WRITTEN INSTRUCTION:
Please transcribe the rows word for word, from the line with "Find the soil" through the line with "67 149 1200 530", including both of those lines.

SUPPLIED MATERIAL:
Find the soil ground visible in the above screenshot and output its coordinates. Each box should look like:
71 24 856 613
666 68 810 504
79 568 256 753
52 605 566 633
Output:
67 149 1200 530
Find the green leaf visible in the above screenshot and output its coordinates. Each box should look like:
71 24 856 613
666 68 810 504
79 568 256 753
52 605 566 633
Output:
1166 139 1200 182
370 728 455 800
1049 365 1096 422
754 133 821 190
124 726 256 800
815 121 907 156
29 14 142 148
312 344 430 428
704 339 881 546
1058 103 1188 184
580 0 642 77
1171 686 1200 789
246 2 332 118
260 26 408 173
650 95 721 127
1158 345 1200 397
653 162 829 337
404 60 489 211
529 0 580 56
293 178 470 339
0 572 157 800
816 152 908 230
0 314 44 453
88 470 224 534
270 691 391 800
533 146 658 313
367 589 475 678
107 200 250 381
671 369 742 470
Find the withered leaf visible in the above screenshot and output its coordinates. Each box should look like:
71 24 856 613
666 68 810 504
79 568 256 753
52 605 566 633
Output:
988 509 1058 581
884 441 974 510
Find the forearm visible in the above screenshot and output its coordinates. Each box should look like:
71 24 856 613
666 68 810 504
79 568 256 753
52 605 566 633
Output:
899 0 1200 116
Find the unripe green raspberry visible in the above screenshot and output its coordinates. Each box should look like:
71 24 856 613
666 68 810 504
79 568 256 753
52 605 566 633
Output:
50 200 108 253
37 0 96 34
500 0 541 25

--

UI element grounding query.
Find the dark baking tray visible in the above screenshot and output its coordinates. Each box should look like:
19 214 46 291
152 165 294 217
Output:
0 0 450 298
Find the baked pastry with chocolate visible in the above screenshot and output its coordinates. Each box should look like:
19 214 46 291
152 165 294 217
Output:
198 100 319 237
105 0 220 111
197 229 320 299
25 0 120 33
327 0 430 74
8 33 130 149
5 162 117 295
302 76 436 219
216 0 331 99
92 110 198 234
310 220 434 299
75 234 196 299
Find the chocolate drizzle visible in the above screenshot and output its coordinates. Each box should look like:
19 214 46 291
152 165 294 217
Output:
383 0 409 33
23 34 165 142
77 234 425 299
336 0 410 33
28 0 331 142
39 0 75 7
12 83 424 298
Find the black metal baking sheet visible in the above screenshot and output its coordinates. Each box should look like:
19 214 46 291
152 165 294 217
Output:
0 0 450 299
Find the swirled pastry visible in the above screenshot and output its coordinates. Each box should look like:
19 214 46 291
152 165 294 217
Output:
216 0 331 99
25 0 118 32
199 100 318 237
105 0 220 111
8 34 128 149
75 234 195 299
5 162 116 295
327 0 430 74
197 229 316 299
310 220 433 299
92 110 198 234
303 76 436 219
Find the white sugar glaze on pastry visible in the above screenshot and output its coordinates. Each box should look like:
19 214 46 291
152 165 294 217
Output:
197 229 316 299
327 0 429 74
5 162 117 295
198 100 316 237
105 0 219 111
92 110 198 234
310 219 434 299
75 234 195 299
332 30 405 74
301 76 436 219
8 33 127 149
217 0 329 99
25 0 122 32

---

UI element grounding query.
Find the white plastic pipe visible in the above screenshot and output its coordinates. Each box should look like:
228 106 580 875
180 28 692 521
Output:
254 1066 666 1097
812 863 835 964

FINAL RESULT:
Find the soil ground visible in the above screenshot and output its coordinates. Each box should look like:
71 24 856 613
666 68 810 504
79 568 256 753
52 605 566 633
Output:
67 149 1200 530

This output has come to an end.